Start of Source text

Fayette village council 10.06

Written by David Green.

By DAVID GREEN

When Fayette’s tax administrator Dee Potter decides to retire, the duties covered by her might be turned over to an outside agency.

The council’s Finance Committee met last month with a representative from the Regional Income Tax Association (RITA) to learn about the organization’s services.

RITA serves as the income tax collection agency for 177 Ohio municipalities through the Regional Council of Governments. Currently, Swanton and Metamora are the only RITA members in Fulton County.

In addition to collecting taxes, RITA offers litigation services, online payment options, a free on-site representative to assist taxpayers during tax season, tax code recommendations and more.

By phasing out the tax administrator job, a rough estimate suggests savings of about $30,000 annually.

Committee member Tommy Molitierno expressed concern about an increase in the workload for existing village hall employees. He suggested that the tax administrator keep a log of daily activities to help the committee decide the feasibility of joining RITA.

Village administrator Amy Metz said six months is the typical lead-in time for a community to begin working with RITA, but a small government such as Fayette could be on-line yet this year.

BILLS—Metz told council at the Sept. 21 meeting that the village is getting very strict on the collection of water payments. She said it isn’t uncommon to find several postcards on a residence warning about a possible service shutoff.

End of Source text

**Exercise instructions**:
• a. Write out the part of the Fayette council article starting with "Written by David" and going on through "the organization’s services.".
• b. Does each statement agree with the Fayette council article? Answer yes or no, quoting the words that decide it: (i) RITA collects income tax for 177 Ohio municipalities. (ii) Swanton is the only RITA member in Fulton County. (iii) Phasing out the tax administrator job is roughly estimated to save about $30,000 a year.
• c. Proceed with the Fayette council article, picking up after its final sentence.
The records that follow are separate from the Fayette council article.

Start of Dataset excerpts

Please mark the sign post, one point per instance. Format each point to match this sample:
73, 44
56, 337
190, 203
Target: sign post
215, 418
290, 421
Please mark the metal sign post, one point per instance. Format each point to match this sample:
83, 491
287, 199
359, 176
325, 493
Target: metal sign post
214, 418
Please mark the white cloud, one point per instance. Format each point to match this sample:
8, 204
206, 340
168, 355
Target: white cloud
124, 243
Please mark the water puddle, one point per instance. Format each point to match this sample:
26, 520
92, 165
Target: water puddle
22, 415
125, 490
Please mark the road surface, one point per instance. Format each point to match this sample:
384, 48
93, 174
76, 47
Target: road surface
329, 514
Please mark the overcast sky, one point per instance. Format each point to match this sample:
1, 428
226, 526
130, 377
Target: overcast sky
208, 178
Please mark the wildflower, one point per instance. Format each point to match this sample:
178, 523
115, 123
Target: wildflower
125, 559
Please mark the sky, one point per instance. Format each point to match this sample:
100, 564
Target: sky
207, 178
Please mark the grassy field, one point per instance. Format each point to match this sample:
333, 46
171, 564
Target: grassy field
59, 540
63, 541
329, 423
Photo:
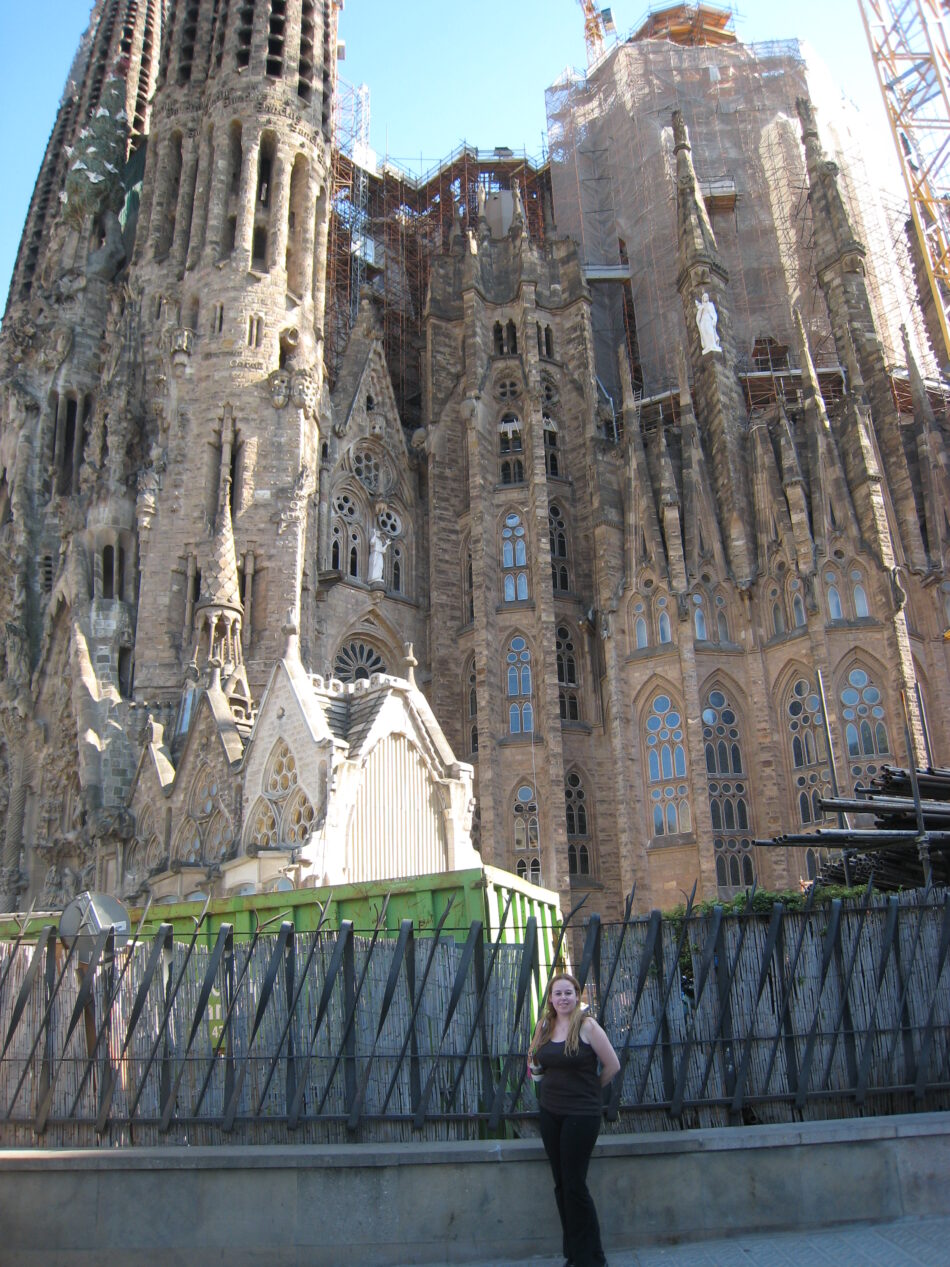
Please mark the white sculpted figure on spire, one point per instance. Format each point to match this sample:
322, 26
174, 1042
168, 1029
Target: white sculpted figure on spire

End of Dataset excerpts

**Answers to the tasks**:
• a.
Written by David Green.

By DAVID GREEN

When Fayette’s tax administrator Dee Potter decides to retire, the duties covered by her might be turned over to an outside agency.

The council’s Finance Committee met last month with a representative from the Regional Income Tax Association (RITA) to learn about the organization’s services.

• b.
(i) Yes: "RITA serves as the income tax collection agency for 177 Ohio municipalities"
(ii) No: "Currently, Swanton and Metamora are the only RITA members in Fulton County."
(iii) Yes: "a rough estimate suggests savings of about $30,000 annually."

• c.
Metz said that alternatives are suggested, including financial assistance, and payment schedules are encouraged. But if scheduled payments aren’t made, water service will be shut off.

Outstanding utility accounts are being assessed on property tax statements.

UNEMPLOYMENT—Metz learned that unemployment in Fulton County dropped from 12.6 percent a year ago to 9.7 percent in August.

In Williams County, the rated dropped from 15.8 percent to 11.8 percent in August. Statewide, only a small decline was posted.

ELECTRICITY—Village project engineer Bob Seigneur compared five potential electrical suppliers, but only two presented offers.

Duke Energy offered power at 6.3 cents a kilowatt hour on a nine-month term. The village’s current supplier, First Energy Solutions, offered rates ranging from 6.7 cents to 8.2 cents on a nine-year term. First Energy offers a six percent discount for residential users and a four percent discount for industrial users on the generation and transmission portion of a customer’s bill.

MEETING—Council voted 4-0, with Molitierno and Mike Maginn absent, to continue committee of the whole meetings at 6 p.m. on the second Monday of the month, through the end of the year. The regular council meeting follows on the third Tuesday of the month, at 7 p.m.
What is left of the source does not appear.